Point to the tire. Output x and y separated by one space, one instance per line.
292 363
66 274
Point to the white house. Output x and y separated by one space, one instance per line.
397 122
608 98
= = = =
● **INSTRUCTIONS FOR THE TASK**
Please retype every one of the records above, word for word.

● **EXERCISE SOLUTION**
Point to the tire. Output x and y separated by one space, one instance per line.
292 363
66 274
Point to the white house. Output x and y separated by one space, one instance per line.
397 122
608 98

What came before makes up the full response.